Records from a collection

┄┄┄┄┄┄┄┄┄┄┄┄┄┄┄┄┄┄┄┄

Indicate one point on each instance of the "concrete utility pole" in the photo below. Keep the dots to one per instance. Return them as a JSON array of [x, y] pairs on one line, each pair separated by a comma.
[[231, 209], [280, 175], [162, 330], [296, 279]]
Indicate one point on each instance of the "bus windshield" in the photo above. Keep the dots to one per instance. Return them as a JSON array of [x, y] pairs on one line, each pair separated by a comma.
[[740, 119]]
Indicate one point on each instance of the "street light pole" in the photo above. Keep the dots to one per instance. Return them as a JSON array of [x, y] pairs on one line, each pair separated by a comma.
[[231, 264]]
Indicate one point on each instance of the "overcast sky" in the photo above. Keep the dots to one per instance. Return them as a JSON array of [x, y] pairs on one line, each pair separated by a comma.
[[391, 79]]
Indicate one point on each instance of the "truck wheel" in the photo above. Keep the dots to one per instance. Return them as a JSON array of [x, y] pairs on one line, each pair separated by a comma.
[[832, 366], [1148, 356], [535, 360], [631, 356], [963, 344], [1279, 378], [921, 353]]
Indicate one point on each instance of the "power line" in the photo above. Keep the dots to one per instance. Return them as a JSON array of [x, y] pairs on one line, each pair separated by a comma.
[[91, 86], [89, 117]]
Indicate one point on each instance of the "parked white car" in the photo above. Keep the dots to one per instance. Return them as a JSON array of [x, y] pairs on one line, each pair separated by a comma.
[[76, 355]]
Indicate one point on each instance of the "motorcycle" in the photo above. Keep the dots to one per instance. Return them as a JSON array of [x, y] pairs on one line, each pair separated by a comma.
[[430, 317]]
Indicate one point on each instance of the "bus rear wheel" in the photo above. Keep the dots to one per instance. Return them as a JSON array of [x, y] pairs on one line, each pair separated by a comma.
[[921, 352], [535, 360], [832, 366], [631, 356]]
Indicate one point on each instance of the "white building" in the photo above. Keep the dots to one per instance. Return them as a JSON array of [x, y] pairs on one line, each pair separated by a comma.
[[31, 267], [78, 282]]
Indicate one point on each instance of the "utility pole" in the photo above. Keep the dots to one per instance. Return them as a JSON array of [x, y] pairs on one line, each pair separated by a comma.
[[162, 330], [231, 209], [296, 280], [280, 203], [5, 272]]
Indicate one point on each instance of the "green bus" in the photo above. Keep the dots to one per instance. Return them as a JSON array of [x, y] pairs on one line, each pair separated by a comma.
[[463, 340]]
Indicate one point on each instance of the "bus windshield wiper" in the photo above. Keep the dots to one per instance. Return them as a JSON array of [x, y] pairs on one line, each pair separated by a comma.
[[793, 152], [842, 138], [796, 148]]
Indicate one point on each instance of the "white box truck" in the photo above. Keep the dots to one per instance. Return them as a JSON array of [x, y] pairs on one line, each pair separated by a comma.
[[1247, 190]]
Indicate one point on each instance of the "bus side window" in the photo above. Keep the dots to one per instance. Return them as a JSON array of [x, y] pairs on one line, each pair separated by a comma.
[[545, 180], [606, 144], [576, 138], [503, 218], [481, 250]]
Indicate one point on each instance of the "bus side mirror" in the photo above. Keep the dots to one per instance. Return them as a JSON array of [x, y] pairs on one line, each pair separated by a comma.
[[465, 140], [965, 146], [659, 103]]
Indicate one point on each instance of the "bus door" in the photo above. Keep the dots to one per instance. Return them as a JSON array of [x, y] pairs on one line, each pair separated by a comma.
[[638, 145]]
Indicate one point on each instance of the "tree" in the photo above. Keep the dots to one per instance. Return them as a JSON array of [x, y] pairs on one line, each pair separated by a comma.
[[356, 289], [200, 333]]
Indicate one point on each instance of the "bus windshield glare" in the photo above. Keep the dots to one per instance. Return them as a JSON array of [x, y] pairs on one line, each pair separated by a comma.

┄┄┄┄┄┄┄┄┄┄┄┄┄┄┄┄┄┄┄┄

#### Assignment
A word-for-word transcription of all the data is needed.

#### Output for this exercise
Indicate one point on each instance of the "concrete utility pole" in the photo below. Keep the dots to one per instance. Return them as a JSON array of [x, y] pairs on one line, each pair separated by a comma.
[[231, 209], [280, 175], [162, 330], [296, 279]]
Indicate one point on each instance of the "bus windshield" in the photo above. Keep the dots to one per instance. Return them as a JSON array of [x, y] pairs on one line, each pair separated by a comma.
[[740, 119]]
Indicate one point on each instance of the "street light pole" in the photo above. Keep the dots to one per instance. Return them as a JSON array of [x, y] pairs on one line, each pair separated by a comma.
[[231, 264]]
Indicate one point on each instance of the "overcast sky" in the photo above. Keep the dots to one per instance. Return them as a JSON array of [x, y] pairs on one line, each pair separated by a comma.
[[391, 79]]
Indicate one point on each instance of the "truck wheel" in the photo above. Keep the dots to one per instance. Return them as a JSON array of [x, y] pairs on one line, each pair separated by a comma.
[[832, 366], [1148, 356], [535, 360], [631, 356], [963, 344], [1279, 378], [921, 353]]
Indicate one point on each instance of the "power line" in the photo above. Keep the dots to one per instance. Return them as a JSON array of [x, y] pairs on one line, each pair separated by a comma.
[[91, 86], [89, 117]]
Indicate one point on each instance of the "parked white car" in the photo above. Keep the dots to one per instance. Return them as a JSON array of [x, y] pairs on one line, each pair separated by a comma.
[[76, 355]]
Indicate one point on each instance of the "motorcycle" in the photo above. Keep the dots to one per instance. Return them as a JSON array of [x, y] pairs on one line, each pair separated by a comma.
[[430, 317]]
Indicate one point on each instance of the "bus rear wheel" in the photo above. Keep the dots to one per instance. Return them as a JSON array of [x, y] pairs on one line, each pair separated by a comma.
[[921, 352], [535, 360], [832, 366], [631, 356]]
Indicate one point on each instance of the "white building" in the photo above. Keep the dots to one per instance. Return them as a JSON array of [x, y] pairs on one line, each pair separated by a comma.
[[31, 267], [78, 282]]
Indicate one point on each instance of the "utility pole" in the photo above. Keep the dots to one per instance. Return them as a JSON array of [x, y] pairs on one line, each pair separated by a comma.
[[162, 330], [231, 209], [296, 280], [280, 203], [5, 272]]
Indicate one point on each instance of the "green bus" in the photo above. Keep the dots to one per instance. Return them as a JSON array of [x, y] pairs on one line, each pair separated by a comma.
[[463, 340]]
Indicate one point on each instance of the "bus windshield wiper" in the photo above. Keep the dots to one per instance. Return them as a JSON array of [x, y] pairs on one line, each pair separated by a comma.
[[793, 152], [842, 138], [796, 148]]
Indicate one point on each instance of the "white box truck" in the photo above. Keep the dots to one per instance. Return them as a JSON array of [x, y] pairs on one line, each pair separated by a comma.
[[1247, 190]]
Indicate one point on each instance of the "bus side window" in the photo above. Keep the dots to one per instance. Return them as a JSON array of [x, y] pairs on one line, each pair separated by a comma.
[[545, 180], [606, 144], [576, 138], [503, 218], [481, 250]]
Indicate one point on each instance of the "bus side mirror" in the photo above. Keep the dots to one per instance. Return them as a JSON array of [x, y] pairs on one line, each pair separated by a comma.
[[465, 140], [965, 146], [659, 103]]
Indicate one point on each instance of the "bus door" in the photo above. Keep the dots to one per instance. Return them as a JSON array of [x, y] pairs on one line, each pair separated by a comma.
[[638, 145]]
Indicate one point on each instance of the "tree" in the photo above. Keep the dots to one per instance. Return them as a JSON array of [x, y] pairs on one line, each pair separated by a comma.
[[356, 289], [200, 333]]
Indicate one point on each instance of the "bus windshield glare" in the photo above. Keep the dots to one per instance. Return them as a JSON array of [x, y] pairs on one line, each pair separated by a comma.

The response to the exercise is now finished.